Aim >> The required output is the exact sequence of lines from the line holding "of the large" to the end of the records, inclusive.

(Point labeling examples)
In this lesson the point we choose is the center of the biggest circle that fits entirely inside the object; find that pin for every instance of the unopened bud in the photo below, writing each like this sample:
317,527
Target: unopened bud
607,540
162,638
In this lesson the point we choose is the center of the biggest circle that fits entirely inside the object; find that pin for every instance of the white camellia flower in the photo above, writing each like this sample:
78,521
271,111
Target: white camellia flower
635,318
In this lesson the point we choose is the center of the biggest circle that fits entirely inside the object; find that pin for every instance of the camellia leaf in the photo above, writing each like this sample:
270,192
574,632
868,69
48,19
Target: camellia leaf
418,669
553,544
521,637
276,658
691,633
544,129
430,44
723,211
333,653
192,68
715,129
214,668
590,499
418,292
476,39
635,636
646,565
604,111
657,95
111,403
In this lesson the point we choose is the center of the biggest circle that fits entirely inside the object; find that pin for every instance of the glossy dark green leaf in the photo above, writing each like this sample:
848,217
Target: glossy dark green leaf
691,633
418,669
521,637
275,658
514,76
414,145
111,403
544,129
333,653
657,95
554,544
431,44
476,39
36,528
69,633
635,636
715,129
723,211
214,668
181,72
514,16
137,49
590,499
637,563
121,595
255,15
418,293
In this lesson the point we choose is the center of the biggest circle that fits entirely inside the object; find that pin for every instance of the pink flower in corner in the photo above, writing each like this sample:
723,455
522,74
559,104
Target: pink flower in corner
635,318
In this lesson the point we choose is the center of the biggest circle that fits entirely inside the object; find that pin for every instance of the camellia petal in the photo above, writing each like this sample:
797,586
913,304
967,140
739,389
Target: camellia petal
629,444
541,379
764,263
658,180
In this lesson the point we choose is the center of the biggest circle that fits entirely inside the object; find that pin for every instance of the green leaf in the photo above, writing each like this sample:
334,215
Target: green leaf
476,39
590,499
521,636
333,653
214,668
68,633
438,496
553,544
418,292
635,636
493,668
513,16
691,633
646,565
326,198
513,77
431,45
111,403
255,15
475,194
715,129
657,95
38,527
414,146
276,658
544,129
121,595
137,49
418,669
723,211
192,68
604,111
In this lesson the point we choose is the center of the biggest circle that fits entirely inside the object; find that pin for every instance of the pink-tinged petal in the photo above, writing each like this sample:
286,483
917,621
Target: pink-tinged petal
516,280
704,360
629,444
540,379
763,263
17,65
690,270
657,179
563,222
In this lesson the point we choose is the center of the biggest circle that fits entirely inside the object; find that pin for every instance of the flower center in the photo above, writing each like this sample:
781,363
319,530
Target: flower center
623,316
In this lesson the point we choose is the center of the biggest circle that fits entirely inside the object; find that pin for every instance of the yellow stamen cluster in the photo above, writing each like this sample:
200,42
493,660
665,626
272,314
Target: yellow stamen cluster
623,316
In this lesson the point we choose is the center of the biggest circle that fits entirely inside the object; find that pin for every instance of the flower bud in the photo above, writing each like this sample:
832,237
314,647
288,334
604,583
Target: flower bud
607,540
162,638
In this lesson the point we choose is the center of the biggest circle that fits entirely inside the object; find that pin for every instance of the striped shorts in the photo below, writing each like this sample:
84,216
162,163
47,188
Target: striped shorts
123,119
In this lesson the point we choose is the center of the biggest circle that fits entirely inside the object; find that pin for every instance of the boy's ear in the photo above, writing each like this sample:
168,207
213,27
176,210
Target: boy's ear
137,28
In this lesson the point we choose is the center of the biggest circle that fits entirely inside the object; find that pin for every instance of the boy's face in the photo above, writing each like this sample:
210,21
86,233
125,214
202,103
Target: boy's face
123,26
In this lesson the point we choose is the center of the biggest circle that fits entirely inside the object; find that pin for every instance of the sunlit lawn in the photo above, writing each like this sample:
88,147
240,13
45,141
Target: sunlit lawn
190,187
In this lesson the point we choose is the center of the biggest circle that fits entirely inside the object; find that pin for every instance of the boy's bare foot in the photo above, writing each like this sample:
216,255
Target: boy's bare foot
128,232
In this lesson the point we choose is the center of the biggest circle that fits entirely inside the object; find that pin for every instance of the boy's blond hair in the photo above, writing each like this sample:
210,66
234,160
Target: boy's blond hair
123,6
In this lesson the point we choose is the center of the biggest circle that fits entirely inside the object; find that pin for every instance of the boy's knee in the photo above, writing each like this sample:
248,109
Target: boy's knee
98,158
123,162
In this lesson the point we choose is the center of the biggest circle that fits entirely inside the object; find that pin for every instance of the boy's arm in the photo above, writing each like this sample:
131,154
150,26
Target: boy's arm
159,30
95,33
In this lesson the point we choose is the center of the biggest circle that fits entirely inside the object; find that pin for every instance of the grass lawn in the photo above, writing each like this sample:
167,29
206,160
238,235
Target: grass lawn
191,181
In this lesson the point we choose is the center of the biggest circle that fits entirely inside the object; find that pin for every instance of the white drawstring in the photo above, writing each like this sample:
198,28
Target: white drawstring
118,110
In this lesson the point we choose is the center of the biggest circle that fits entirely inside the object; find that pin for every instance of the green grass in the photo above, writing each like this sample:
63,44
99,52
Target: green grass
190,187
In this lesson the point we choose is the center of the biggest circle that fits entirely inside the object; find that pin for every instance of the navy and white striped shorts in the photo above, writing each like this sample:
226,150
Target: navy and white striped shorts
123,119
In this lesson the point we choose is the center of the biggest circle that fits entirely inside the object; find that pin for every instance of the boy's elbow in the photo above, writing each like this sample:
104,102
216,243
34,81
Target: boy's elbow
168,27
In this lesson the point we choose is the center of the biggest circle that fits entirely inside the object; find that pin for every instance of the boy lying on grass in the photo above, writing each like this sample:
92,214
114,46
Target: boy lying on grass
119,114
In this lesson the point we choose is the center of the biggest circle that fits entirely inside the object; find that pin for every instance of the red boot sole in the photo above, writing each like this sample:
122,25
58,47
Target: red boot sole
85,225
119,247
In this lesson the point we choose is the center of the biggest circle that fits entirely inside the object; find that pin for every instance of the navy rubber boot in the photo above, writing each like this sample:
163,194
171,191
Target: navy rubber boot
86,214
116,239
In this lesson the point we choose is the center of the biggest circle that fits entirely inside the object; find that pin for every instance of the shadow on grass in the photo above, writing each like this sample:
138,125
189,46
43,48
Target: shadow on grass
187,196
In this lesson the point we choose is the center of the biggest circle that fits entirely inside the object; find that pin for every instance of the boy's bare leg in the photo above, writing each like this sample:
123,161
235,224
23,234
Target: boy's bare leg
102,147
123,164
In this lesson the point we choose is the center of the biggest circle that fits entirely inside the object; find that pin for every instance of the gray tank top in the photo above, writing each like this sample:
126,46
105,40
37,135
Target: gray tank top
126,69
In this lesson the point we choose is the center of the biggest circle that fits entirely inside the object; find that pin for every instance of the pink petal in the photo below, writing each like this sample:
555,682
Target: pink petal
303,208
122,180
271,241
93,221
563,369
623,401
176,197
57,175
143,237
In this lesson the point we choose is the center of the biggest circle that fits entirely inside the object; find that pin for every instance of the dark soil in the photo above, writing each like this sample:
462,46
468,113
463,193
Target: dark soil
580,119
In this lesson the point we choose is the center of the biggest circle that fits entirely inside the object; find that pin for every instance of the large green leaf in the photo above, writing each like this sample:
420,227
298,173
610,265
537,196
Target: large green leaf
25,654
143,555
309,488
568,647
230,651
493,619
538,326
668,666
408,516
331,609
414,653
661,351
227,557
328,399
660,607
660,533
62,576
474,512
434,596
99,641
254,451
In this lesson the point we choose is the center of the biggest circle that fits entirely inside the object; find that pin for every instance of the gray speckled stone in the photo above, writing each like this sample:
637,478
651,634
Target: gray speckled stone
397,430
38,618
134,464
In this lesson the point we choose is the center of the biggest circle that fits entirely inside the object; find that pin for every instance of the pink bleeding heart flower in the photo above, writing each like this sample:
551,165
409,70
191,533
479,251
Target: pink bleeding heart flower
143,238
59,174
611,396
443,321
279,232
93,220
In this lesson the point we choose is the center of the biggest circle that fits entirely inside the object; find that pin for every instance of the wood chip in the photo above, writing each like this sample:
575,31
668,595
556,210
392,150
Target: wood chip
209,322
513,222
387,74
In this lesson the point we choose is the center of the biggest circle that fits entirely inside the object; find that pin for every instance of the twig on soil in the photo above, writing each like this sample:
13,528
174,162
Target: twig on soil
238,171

Correct answer >>
In this lesson the point we choose is the center of the biggest circle that fits entirely inside the object; find that pin for every instance of the large green leaf in the photo above, writing each like this sample:
420,227
298,173
610,265
537,196
Target: large green leaf
25,654
143,555
309,488
568,647
230,651
493,619
538,326
668,666
408,516
331,609
414,653
661,351
227,557
328,399
660,607
660,533
62,576
474,512
434,596
99,641
254,451
In this lesson the point we choose is the center of the biggest circle that fits entirely inside the object; find that pin for every instance of the gray speckled stone in the photo above, writing each like this sample:
637,478
651,634
Target: gray speckled stone
397,430
38,618
134,464
In this lesson the point we choose is the center of the biggest circle that fits entirely inside the object; find that pin for every instance of the pink bleeding heart flower in the photo above, writing each like this sample:
551,165
409,70
191,533
479,251
Target: pink bleeding heart flower
143,238
59,174
611,396
443,321
279,232
93,220
In this lesson the point we choose is the center of the biggest circle that fits entirely inside the object; find that pin for every instance of the wood chip in the photo above, writing each like this sample:
575,31
668,595
556,210
392,150
Target: wood chip
209,322
513,222
387,74
In this lesson the point we choose is the center of the biggest circle that fits entirely inside the object; find that pin for every instance of the twig on soil in the photo above, writing each like this sample:
13,528
174,162
Target: twig on soil
238,171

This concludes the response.